Gather each line in the records below that contains the string "window" and copy it out in full, matching case exactly.

################

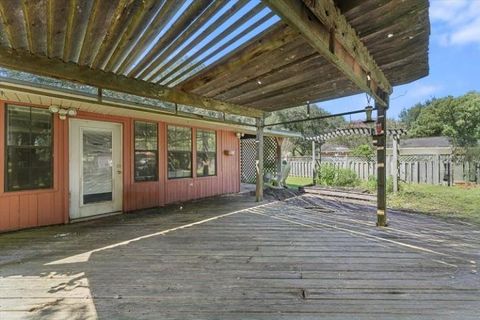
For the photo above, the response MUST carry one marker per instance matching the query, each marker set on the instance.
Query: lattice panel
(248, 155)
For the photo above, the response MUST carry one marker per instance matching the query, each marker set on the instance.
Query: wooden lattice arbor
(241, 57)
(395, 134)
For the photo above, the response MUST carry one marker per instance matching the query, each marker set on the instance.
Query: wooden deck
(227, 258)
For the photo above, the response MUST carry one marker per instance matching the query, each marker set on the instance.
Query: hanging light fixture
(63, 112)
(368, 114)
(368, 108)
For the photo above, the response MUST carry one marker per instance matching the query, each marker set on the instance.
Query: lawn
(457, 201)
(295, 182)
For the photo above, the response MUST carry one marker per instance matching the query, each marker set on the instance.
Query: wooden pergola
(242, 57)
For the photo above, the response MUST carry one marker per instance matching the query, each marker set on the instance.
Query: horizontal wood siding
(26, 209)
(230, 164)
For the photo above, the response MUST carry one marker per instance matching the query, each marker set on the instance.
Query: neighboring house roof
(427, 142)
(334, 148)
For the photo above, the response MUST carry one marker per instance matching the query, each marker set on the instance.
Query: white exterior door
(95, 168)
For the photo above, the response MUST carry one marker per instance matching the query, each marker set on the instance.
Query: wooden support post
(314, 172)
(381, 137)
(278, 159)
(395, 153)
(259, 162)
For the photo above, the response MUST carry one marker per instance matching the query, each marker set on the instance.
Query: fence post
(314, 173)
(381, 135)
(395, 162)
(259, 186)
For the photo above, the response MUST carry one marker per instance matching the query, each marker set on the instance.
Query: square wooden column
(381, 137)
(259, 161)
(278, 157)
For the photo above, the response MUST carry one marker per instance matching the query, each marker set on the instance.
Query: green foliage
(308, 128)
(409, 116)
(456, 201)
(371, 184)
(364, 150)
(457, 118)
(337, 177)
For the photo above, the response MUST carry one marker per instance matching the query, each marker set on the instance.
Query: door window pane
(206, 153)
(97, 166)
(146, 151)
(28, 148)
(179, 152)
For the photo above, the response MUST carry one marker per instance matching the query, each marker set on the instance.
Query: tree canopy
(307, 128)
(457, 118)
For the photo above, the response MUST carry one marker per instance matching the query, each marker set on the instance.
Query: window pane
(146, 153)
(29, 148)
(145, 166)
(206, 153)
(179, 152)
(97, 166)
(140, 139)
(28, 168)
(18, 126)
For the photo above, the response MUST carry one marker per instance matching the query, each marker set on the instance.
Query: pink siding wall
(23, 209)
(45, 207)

################

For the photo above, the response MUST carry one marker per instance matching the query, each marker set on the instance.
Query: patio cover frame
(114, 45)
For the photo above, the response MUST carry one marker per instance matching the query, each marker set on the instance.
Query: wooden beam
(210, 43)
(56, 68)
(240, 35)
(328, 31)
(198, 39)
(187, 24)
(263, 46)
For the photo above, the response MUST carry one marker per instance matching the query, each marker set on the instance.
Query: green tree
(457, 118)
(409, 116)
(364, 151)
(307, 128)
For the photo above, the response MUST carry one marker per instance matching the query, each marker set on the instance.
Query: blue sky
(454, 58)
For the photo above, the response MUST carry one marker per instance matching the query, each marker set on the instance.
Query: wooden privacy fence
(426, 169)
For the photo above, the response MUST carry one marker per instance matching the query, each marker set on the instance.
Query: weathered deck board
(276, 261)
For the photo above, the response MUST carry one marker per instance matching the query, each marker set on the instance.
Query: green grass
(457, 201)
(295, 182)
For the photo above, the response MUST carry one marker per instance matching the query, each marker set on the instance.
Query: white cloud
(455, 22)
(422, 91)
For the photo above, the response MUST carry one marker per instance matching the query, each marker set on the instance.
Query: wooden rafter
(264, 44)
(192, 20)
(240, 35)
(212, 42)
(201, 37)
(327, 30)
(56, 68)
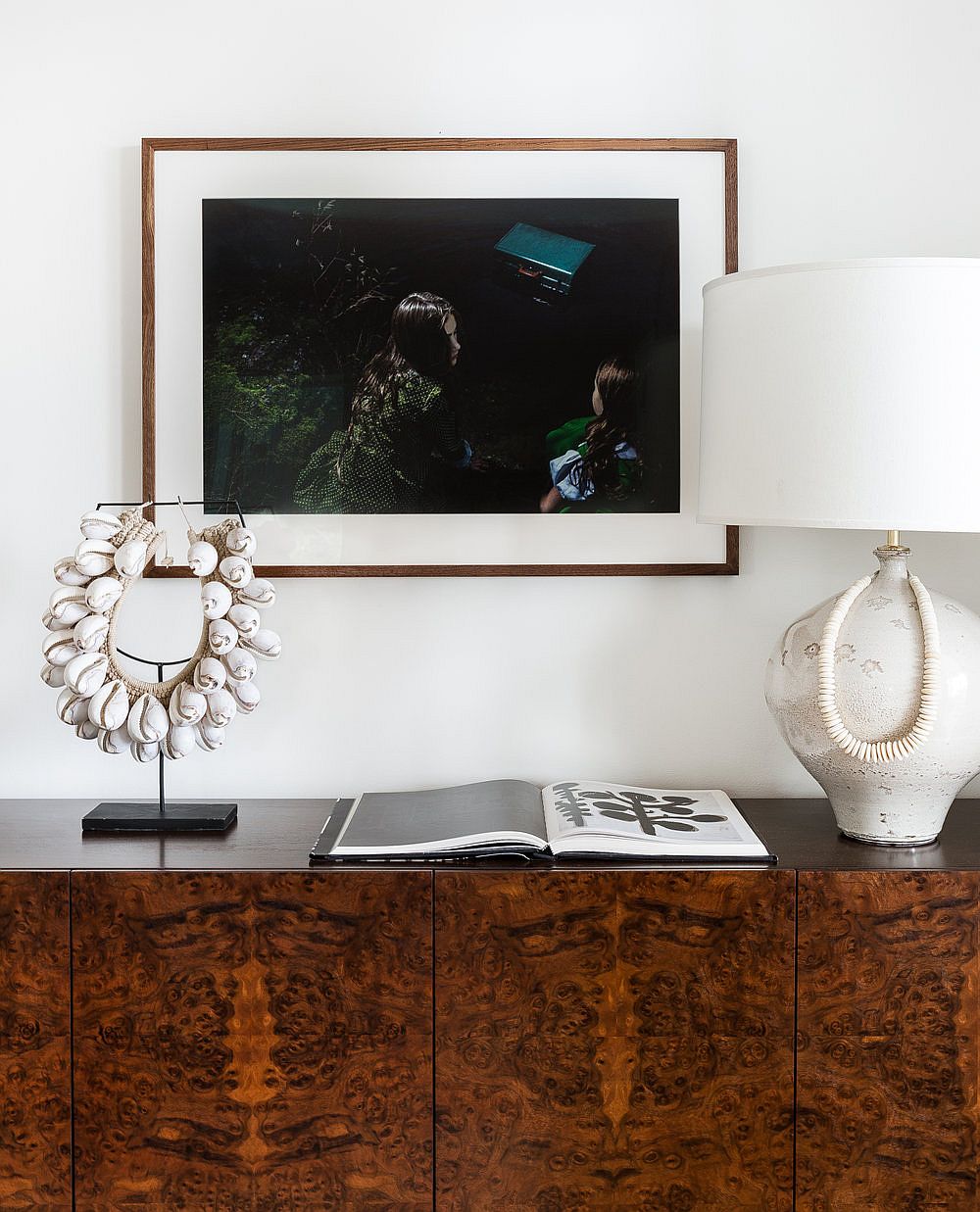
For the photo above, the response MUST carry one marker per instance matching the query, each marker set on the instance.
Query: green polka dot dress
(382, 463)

################

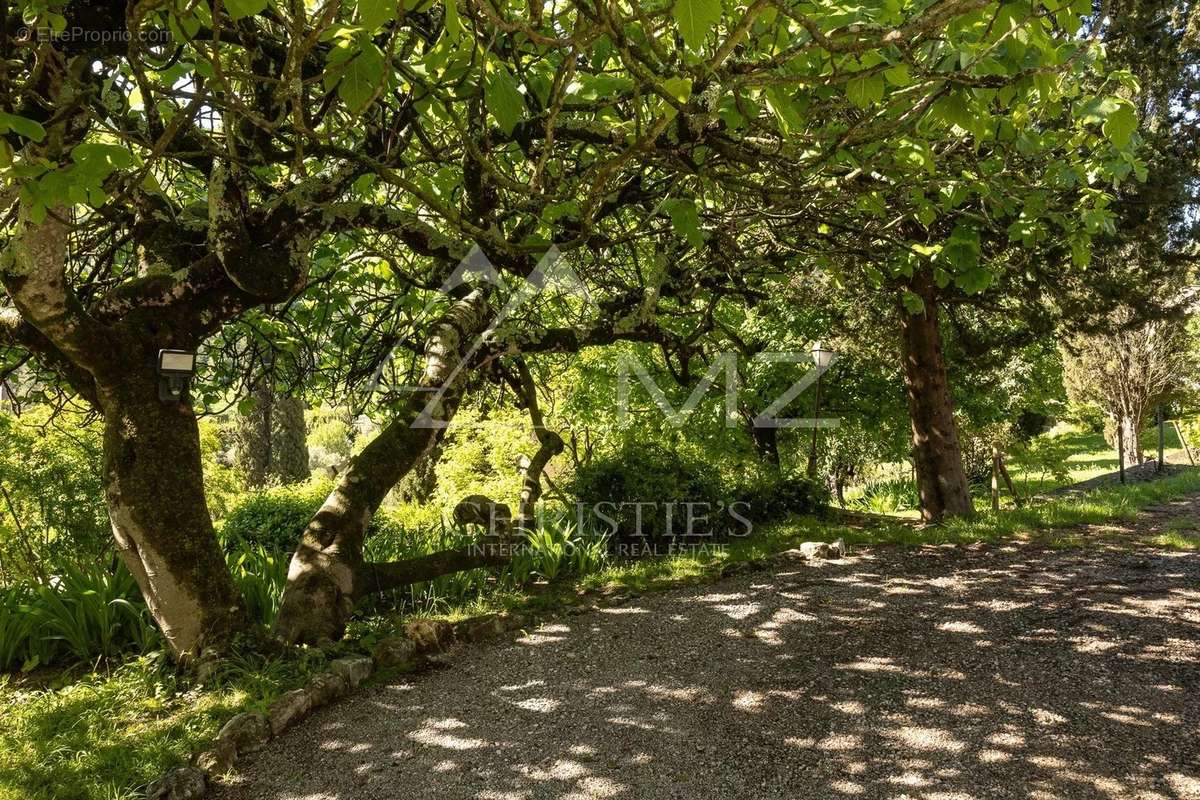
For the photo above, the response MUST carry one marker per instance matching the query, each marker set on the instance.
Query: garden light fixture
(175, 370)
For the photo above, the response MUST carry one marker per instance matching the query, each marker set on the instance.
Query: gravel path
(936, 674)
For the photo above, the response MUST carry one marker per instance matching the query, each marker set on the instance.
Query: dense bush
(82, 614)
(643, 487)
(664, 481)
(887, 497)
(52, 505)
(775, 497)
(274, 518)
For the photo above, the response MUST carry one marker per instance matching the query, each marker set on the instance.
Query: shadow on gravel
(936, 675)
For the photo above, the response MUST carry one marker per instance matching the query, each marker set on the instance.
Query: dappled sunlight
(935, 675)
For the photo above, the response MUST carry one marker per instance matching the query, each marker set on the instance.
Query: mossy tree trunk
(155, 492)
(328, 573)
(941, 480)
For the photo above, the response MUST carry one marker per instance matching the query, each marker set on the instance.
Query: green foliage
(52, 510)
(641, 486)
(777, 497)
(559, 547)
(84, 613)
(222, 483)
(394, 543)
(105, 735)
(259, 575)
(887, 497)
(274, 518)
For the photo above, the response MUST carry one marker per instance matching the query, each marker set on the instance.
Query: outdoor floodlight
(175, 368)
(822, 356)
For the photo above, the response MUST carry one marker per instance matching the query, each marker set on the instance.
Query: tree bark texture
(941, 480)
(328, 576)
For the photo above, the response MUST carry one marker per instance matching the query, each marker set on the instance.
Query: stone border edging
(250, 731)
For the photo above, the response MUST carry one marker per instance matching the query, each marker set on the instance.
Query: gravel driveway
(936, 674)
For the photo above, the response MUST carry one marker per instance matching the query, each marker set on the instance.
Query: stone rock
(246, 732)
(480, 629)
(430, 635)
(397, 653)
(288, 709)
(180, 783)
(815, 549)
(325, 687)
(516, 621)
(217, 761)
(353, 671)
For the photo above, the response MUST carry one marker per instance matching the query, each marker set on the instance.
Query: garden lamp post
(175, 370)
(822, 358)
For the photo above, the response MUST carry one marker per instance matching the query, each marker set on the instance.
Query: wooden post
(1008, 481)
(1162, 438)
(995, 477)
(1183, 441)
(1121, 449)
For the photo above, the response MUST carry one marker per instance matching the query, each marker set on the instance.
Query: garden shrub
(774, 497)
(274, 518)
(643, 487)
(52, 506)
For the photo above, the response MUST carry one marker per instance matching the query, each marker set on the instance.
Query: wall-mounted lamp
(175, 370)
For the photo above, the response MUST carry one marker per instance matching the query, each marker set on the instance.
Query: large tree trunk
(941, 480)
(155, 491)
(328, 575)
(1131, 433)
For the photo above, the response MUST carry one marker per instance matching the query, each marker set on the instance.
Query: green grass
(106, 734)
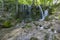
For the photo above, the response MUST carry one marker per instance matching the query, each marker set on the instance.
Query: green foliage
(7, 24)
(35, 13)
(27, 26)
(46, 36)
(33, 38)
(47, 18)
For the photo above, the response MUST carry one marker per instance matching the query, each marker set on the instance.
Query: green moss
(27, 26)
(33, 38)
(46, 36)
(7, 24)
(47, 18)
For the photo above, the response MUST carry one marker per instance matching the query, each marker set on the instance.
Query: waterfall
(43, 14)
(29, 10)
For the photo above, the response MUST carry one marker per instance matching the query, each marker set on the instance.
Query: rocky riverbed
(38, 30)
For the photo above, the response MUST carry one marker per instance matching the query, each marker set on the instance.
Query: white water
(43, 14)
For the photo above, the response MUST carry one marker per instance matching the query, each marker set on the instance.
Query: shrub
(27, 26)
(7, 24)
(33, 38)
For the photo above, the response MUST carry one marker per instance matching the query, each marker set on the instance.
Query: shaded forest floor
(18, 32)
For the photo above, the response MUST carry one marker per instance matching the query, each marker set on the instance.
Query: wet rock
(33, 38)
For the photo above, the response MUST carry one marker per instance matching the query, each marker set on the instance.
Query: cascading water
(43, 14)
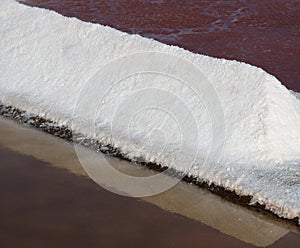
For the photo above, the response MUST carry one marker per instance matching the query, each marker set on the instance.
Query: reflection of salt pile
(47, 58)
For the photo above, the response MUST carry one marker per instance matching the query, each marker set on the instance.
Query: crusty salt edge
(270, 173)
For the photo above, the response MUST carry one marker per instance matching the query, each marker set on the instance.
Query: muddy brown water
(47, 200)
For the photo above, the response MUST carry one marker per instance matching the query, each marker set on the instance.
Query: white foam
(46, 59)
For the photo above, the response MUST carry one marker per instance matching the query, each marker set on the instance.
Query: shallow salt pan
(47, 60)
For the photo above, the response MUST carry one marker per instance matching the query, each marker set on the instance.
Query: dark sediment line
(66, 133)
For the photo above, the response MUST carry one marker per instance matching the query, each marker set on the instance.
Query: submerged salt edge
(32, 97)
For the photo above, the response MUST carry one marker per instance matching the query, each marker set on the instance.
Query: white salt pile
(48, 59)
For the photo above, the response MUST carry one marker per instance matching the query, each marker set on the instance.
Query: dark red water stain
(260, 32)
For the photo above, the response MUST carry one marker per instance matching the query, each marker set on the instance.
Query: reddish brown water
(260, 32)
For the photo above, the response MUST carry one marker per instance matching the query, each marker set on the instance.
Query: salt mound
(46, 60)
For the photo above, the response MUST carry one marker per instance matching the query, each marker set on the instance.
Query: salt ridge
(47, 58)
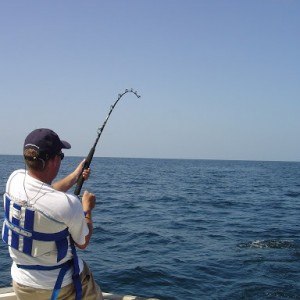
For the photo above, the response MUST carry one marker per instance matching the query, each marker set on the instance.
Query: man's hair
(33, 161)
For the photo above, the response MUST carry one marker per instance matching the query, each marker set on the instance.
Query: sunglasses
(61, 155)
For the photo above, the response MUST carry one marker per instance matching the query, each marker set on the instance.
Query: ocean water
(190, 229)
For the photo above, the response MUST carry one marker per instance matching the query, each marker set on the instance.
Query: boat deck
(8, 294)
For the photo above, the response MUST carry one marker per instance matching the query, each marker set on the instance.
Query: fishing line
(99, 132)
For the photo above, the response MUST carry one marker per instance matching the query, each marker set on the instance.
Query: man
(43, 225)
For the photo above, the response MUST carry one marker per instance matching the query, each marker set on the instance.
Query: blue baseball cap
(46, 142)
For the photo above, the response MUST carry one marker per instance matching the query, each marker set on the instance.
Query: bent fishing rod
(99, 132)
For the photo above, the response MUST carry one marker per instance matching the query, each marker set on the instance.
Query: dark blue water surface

################

RESULT OF THIS TASK
Query: door window pane
Query: window pane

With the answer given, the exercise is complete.